Please lay out the records from their start through the line containing "positive clicks: (713, 400) (618, 322)" as a Markdown table with the columns Row and Line, giving each line its own numbered row. Leave out blank lines and pictures.

Saved data entries
-- Opening Marker --

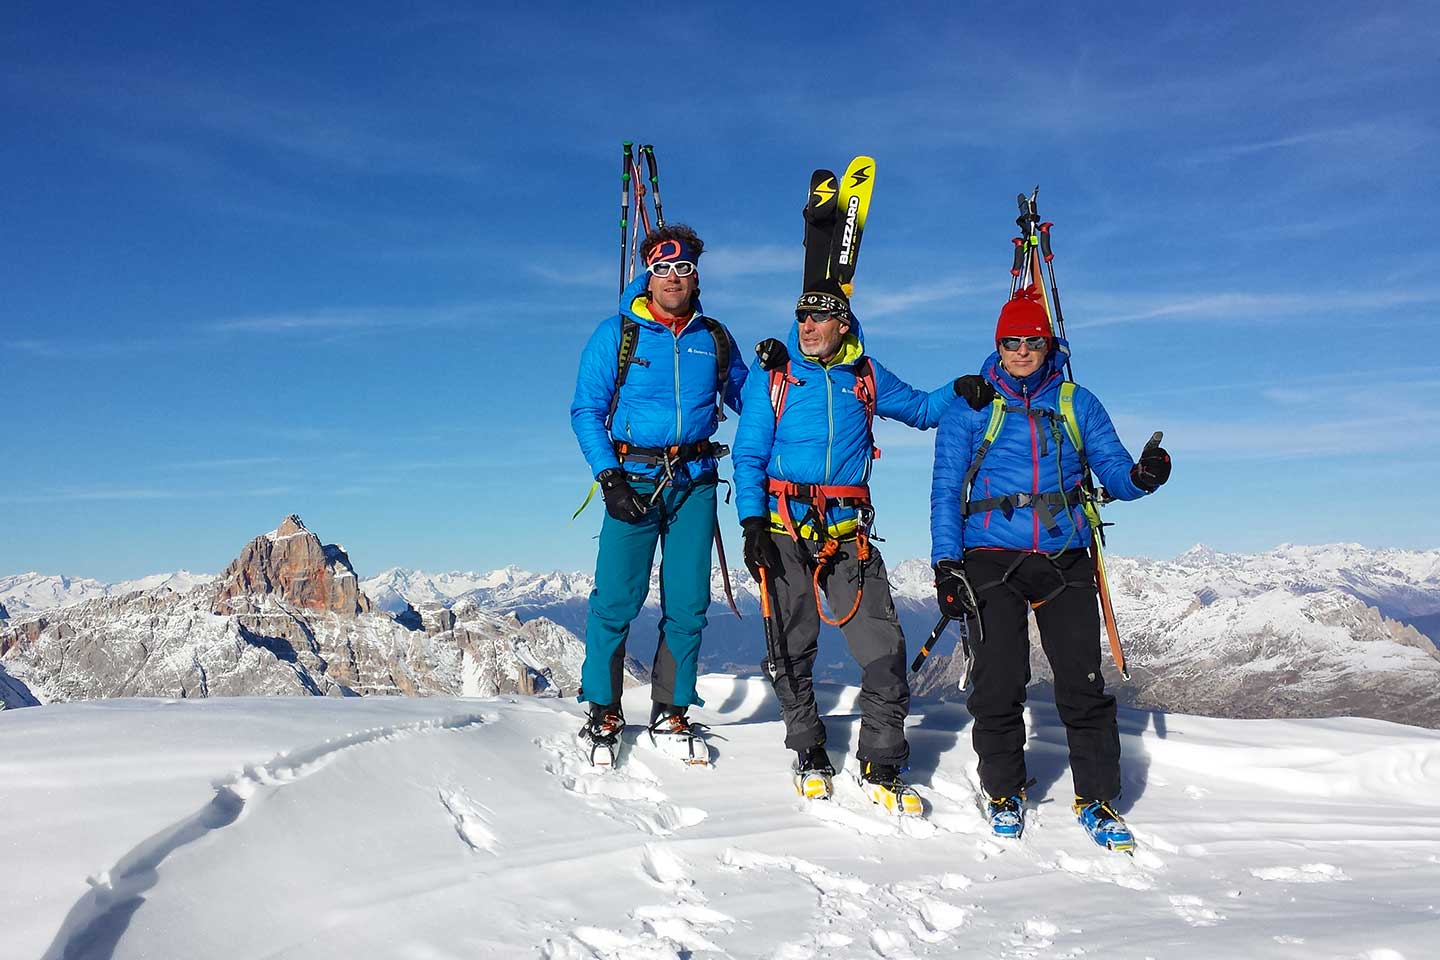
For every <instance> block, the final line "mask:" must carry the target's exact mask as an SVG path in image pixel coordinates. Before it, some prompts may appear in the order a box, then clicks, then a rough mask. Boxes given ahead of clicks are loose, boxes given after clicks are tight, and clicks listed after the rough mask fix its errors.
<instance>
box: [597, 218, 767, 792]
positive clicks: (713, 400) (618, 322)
mask: <svg viewBox="0 0 1440 960" xmlns="http://www.w3.org/2000/svg"><path fill="white" fill-rule="evenodd" d="M703 250H704V243H703V242H701V240H700V237H698V236H696V233H694V230H691V229H690V227H687V226H683V225H670V226H664V227H661V229H660V230H657V232H654V233H651V235H649V236H648V237H647V239H645V242H644V243H642V245H641V250H639V252H641V258H642V259H644V262H645V265H647V269H645V272H644V273H641V275H639V276H636V278H635V279H634V281H632V282H631V284H629V285H628V286H626V288H625V289H624V292H622V294H621V307H619V314H616V315H615V317H611V318H609V320H605V321H603V322H600V325H599V327H598V328H596V331H595V334H593V335H592V337H590V340H589V343H588V344H586V345H585V353H583V354H582V356H580V370H579V374H577V377H576V383H575V399H573V402H572V403H570V423H572V426H573V429H575V436H576V438H577V439H579V442H580V450H582V452H583V453H585V459H586V461H588V462H589V465H590V471H592V472H593V475H595V479H596V482H598V484H599V486H600V489H602V492H603V495H605V511H606V515H605V521H603V525H602V528H600V548H599V556H598V557H596V563H595V590H593V592H592V593H590V610H589V616H588V617H586V622H585V666H583V669H582V674H580V699H582V701H588V702H589V704H590V715H589V720H588V723H586V725H585V727H583V728H582V731H580V738H582V741H583V743H585V744H588V748H589V751H590V760H592V763H596V764H600V766H608V764H611V763H613V761H615V757H616V753H618V743H619V741H618V738H619V733H621V730H622V728H624V724H625V720H624V714H622V712H621V692H622V689H621V688H622V668H624V662H625V640H626V638H628V635H629V625H631V620H634V619H635V616H636V615H638V613H639V612H641V607H642V606H644V603H645V596H647V593H648V592H649V570H651V566H652V563H654V558H655V547H657V545H660V548H661V551H662V558H661V564H660V596H661V620H660V645H658V648H657V651H655V662H654V672H652V678H651V697H652V699H654V707H652V715H651V724H649V737H651V741H652V743H654V744H655V746H657V747H658V748H661V750H665V751H667V753H672V754H675V756H678V757H680V759H681V760H688V761H696V763H704V761H706V760H708V748H707V747H706V744H704V743H703V741H701V740H700V738H698V735H697V731H696V730H694V728H693V727H691V725H690V723H688V720H687V717H685V710H687V707H690V705H691V704H700V702H701V701H700V697H698V695H697V694H696V671H697V666H698V658H700V633H701V630H703V629H704V626H706V610H707V607H708V606H710V544H711V541H713V538H714V534H716V482H717V479H719V466H717V462H716V459H717V455H720V453H723V449H721V448H719V446H717V445H713V443H711V442H710V438H711V436H714V432H716V427H717V425H719V422H720V420H721V419H724V412H723V409H721V407H723V404H729V406H730V409H733V410H736V412H739V410H740V391H742V389H743V386H744V377H746V368H744V361H743V360H742V358H740V356H739V350H737V348H736V345H734V338H733V337H730V332H729V331H727V330H726V328H724V327H723V325H721V324H720V322H719V321H716V320H711V318H708V317H706V315H704V314H703V312H701V309H700V273H698V272H697V263H698V261H700V255H701V252H703Z"/></svg>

-- Closing Marker --

> Exercise solution
| Row | Line |
|---|---|
| 1 | For every <instance> block, the final line "mask:" must carry the target's exact mask as an SVG path in image pixel coordinates. Before it, some prompts may appear in the order a box, then clicks, then a rough mask. Boxes given ahead of clicks are loose, boxes given after clicks are tight, and clicks listed after the rough mask fix its errors. |
| 2 | <instance> |
| 3 | box: [597, 218, 767, 792] |
| 4 | positive clicks: (713, 400) (618, 322) |